:: The request ::
Give back exactly the lines that run from the line containing "Look at the photo above. For every instance of the upper" through the end of the listing below. Leave out every other line.

:: Exercise material ::
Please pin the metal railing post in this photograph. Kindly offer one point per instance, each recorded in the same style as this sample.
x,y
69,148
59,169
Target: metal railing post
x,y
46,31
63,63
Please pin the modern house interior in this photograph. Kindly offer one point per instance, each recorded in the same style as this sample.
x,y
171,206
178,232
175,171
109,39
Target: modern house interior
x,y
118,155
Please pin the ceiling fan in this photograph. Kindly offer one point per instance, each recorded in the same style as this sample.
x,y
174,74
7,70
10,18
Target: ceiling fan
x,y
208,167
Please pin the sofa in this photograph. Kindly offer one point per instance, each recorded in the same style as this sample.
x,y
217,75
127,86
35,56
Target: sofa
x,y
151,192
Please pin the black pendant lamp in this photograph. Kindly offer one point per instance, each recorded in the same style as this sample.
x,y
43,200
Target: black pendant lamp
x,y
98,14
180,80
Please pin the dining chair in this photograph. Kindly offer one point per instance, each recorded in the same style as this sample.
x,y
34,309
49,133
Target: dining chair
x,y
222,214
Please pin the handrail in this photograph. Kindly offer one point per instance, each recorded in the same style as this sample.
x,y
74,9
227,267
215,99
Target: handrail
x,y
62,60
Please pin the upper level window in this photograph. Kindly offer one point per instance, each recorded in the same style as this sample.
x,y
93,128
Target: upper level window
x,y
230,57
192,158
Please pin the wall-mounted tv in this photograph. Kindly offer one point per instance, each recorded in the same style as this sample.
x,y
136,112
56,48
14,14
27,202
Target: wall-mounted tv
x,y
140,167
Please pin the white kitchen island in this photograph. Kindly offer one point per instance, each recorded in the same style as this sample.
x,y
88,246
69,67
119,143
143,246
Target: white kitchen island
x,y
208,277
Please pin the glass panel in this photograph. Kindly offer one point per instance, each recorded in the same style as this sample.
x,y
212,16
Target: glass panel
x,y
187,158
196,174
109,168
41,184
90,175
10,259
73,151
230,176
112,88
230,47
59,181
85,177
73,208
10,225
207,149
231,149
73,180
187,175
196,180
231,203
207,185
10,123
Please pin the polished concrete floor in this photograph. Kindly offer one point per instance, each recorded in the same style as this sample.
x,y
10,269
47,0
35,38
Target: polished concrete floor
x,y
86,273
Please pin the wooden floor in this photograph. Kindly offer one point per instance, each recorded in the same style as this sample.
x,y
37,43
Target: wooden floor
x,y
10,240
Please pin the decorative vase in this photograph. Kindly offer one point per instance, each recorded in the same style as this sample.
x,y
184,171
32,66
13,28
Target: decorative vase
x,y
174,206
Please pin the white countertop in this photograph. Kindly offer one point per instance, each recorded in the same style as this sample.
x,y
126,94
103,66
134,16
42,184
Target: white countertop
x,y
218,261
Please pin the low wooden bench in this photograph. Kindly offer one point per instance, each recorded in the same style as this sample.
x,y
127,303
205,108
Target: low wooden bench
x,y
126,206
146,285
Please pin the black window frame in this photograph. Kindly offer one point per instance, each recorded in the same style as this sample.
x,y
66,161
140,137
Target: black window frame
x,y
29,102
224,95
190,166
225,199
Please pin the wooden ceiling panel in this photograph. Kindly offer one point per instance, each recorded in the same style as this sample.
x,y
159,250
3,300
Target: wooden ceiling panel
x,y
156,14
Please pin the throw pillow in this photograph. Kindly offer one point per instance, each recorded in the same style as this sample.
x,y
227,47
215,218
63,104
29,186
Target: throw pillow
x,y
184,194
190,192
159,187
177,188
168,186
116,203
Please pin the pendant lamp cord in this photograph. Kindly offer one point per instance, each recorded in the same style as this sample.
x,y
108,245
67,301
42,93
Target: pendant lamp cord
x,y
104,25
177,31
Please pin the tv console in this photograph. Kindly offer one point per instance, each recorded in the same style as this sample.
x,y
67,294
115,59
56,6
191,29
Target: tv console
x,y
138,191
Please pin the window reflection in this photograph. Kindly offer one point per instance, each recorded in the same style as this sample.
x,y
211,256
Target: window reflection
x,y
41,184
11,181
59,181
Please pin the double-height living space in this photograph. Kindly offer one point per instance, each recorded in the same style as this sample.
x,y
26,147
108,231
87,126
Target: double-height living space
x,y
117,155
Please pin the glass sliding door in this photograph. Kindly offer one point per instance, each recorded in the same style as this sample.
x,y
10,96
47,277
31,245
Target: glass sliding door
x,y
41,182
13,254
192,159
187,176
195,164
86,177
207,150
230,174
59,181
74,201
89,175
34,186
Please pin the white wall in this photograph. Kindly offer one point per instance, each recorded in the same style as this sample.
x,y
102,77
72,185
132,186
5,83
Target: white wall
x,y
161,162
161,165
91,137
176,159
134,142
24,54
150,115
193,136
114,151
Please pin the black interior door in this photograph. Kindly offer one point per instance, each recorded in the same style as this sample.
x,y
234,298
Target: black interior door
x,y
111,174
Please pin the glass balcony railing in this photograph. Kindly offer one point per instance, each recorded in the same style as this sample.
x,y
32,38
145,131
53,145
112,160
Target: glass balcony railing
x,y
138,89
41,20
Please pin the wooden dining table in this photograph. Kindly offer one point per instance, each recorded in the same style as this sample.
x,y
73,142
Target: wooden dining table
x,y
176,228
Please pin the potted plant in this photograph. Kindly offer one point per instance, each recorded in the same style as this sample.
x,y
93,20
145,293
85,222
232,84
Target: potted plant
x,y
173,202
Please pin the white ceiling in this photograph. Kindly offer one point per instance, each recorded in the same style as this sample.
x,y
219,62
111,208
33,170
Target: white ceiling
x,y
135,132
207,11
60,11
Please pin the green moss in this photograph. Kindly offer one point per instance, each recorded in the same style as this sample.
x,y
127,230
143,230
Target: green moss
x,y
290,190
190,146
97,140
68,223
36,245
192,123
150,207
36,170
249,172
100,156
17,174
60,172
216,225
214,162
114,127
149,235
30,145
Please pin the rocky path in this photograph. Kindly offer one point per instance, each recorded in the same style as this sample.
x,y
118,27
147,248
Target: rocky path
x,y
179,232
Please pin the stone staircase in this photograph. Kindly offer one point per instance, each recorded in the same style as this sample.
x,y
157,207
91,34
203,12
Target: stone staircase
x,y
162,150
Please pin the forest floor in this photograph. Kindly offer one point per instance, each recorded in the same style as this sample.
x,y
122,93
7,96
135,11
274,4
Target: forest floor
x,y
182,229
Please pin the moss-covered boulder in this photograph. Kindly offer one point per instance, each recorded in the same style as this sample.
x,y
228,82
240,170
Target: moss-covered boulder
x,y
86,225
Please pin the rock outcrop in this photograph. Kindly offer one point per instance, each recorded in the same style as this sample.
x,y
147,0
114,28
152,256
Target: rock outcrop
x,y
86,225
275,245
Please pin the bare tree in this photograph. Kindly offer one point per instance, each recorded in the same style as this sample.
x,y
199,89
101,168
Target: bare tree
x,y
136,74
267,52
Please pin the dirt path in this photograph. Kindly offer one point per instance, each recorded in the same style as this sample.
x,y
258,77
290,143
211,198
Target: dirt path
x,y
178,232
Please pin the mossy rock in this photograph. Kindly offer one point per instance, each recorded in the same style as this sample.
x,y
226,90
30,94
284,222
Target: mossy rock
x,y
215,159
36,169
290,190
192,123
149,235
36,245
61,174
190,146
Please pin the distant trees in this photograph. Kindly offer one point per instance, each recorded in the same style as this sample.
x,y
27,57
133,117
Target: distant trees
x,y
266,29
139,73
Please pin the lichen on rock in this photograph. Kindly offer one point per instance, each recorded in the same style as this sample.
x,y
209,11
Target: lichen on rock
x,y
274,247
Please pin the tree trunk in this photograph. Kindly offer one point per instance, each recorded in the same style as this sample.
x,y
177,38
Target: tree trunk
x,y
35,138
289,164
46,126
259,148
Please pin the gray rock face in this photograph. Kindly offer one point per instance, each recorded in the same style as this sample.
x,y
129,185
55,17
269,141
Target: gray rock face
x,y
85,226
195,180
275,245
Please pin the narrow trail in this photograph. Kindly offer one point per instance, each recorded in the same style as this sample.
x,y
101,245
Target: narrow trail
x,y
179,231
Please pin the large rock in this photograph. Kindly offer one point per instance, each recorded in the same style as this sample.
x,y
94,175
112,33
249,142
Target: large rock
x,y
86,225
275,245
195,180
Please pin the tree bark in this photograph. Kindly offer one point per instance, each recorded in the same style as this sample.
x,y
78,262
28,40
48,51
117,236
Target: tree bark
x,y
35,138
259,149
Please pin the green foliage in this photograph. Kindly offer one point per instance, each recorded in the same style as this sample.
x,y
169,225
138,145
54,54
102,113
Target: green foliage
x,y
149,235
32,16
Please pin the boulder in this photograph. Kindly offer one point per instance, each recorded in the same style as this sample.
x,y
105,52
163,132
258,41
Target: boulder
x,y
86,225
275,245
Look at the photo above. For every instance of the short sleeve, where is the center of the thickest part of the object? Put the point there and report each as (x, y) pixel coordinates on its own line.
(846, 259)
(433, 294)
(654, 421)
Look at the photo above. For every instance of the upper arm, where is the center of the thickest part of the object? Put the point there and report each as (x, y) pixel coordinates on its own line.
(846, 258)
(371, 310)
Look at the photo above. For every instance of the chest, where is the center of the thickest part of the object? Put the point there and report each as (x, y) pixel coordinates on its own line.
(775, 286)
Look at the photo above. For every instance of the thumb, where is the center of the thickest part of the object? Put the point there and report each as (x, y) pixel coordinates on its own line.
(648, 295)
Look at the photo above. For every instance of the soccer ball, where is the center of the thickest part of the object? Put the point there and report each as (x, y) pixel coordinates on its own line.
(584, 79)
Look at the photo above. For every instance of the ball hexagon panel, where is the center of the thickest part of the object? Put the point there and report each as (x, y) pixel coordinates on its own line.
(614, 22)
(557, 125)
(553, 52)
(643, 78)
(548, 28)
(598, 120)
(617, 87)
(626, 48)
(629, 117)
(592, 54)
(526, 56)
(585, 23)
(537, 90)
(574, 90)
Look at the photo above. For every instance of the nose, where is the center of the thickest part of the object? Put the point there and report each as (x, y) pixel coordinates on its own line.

:: Output of the task ::
Look at the photo above. For every instance of the upper arm, where is the center of the thickest part of the object? Put the point there and report each as (x, y) pixel coordinates on its own line.
(846, 258)
(371, 310)
Look at the photo above. For every instance of the chest, where is the center of the thickest part of the object? Put the point there and report each as (x, y) pixel coordinates on its own line.
(775, 286)
Look at the photo above. For every instance of the thumb, where is the center of the thickest part of the object? Put the point there and report each as (x, y) pixel coordinates on its own line.
(648, 295)
Look at the photo above. For every instance of the soccer ball, where is the center of the thickest part of the object? Put the point there and report each as (x, y) pixel coordinates on its own line.
(584, 79)
Look at the photo above. For every instance of the ball hexagon panel, where is the center of the thickest part of the object? Put the point there and report each as (x, y) pixel coordinates on its own line.
(614, 22)
(557, 125)
(553, 52)
(643, 78)
(548, 28)
(598, 120)
(617, 87)
(626, 48)
(629, 117)
(592, 54)
(526, 56)
(585, 23)
(537, 90)
(574, 90)
Look at the photo above. For every instance of the nose, where is the center of the thickest part of the object? Put the point there and report each as (x, y) pixel coordinates on its own line.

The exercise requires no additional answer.